## Task goal
Pick out each line in the rows below that contains the string "window", and copy those lines unchanged.

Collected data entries
%%
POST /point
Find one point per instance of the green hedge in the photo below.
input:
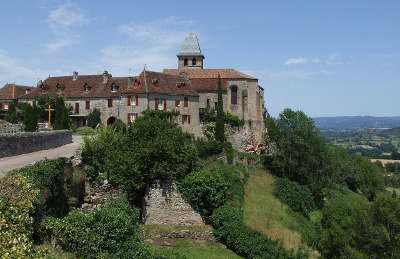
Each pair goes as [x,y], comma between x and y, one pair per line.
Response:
[211,188]
[109,230]
[249,243]
[298,197]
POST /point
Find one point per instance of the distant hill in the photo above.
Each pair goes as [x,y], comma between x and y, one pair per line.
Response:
[356,122]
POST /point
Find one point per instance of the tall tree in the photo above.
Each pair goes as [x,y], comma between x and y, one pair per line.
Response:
[30,118]
[219,127]
[61,115]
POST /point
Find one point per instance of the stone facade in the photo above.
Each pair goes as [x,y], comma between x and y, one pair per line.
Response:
[163,205]
[26,142]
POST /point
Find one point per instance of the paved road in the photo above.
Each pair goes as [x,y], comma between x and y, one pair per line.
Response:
[14,162]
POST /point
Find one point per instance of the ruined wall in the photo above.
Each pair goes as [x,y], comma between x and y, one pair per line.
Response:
[26,142]
[163,205]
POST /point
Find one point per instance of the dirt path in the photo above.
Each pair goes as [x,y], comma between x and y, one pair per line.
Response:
[13,162]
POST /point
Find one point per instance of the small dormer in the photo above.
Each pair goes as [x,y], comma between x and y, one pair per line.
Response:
[86,88]
[59,88]
[155,82]
[114,88]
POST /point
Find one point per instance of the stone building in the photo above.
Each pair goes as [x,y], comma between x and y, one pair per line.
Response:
[189,89]
[11,92]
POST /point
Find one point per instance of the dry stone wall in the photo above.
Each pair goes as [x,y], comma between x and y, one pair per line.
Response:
[164,205]
[26,142]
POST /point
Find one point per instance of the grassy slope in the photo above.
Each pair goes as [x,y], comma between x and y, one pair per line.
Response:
[264,212]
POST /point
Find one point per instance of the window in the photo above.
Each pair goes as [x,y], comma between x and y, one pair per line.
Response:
[76,108]
[234,94]
[132,117]
[185,119]
[162,105]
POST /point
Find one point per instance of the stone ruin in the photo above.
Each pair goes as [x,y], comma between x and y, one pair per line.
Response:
[164,205]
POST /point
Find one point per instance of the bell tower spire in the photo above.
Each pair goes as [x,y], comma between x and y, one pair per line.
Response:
[190,56]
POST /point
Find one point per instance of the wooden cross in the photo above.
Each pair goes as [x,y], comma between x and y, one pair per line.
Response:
[49,110]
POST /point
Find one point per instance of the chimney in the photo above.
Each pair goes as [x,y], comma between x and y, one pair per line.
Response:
[105,77]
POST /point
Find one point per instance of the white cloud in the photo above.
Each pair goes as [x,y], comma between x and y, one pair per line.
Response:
[153,44]
[296,61]
[62,21]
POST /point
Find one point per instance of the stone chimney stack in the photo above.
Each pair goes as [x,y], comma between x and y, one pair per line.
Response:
[106,75]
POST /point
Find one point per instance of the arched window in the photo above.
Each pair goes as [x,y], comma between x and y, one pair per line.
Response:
[234,94]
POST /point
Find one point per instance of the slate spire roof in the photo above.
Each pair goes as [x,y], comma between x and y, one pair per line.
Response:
[191,46]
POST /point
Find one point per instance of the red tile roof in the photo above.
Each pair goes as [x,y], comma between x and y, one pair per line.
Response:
[225,73]
[156,83]
[13,91]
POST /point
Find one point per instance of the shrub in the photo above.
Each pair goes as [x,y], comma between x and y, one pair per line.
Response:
[298,197]
[209,189]
[85,131]
[94,118]
[109,230]
[207,148]
[249,243]
[17,205]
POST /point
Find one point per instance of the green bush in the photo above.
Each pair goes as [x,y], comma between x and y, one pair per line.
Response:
[298,197]
[230,230]
[17,206]
[93,118]
[209,189]
[109,230]
[207,148]
[85,131]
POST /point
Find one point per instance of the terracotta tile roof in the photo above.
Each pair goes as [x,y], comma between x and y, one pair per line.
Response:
[13,91]
[227,73]
[156,82]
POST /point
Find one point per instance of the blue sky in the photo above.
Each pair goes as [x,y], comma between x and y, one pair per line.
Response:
[336,58]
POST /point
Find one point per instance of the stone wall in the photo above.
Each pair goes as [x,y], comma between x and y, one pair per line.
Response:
[26,142]
[163,205]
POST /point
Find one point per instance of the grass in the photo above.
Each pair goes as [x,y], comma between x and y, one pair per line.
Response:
[265,213]
[195,249]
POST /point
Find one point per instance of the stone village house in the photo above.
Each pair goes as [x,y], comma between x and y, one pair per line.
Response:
[189,89]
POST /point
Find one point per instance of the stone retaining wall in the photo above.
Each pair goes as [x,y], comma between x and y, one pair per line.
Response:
[163,205]
[26,142]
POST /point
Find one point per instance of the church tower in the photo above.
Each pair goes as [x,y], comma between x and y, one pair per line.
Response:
[190,56]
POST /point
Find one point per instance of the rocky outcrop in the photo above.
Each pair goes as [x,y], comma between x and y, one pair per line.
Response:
[164,205]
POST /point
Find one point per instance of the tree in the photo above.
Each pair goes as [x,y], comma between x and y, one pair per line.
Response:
[94,118]
[61,114]
[30,118]
[219,128]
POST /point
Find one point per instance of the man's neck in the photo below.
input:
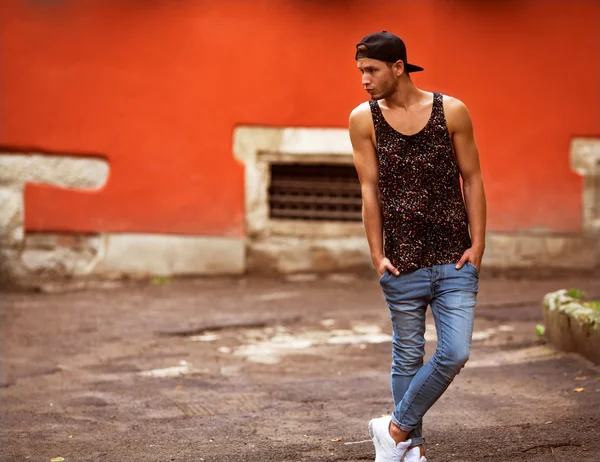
%%
## Response
Find one point per instance of the window in the photo above.
Find one point per instance of the arched window in the photo above.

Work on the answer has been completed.